§ REQUIRED WORK
Repeat the records. Keep every word and mark exactly as it is.

§ INPUT FOR THIS TASK
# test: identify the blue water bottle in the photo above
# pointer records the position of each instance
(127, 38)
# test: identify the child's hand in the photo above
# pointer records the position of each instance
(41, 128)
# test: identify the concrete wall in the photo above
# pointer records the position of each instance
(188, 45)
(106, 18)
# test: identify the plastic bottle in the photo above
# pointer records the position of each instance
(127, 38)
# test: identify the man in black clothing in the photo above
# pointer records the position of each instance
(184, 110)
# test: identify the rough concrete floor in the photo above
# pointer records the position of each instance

§ EXERCISE RESPONSE
# test: identify the blue water bottle in the photo above
# pointer records the position of each instance
(127, 38)
# test: identify the child's hand in the photo above
# pointer records the position of each instance
(41, 128)
# test: identify the concrete wall in the photo above
# pointer records the position of each instance
(188, 45)
(106, 18)
# test: identify the plastic bottle in the photo above
# pointer records the position of each instance
(127, 38)
# test: identify the man in black clothing in the photo above
# pointer records the position of each instance
(184, 110)
# test: identify the rough concrete floor in the photo above
# pointer records the position of each instance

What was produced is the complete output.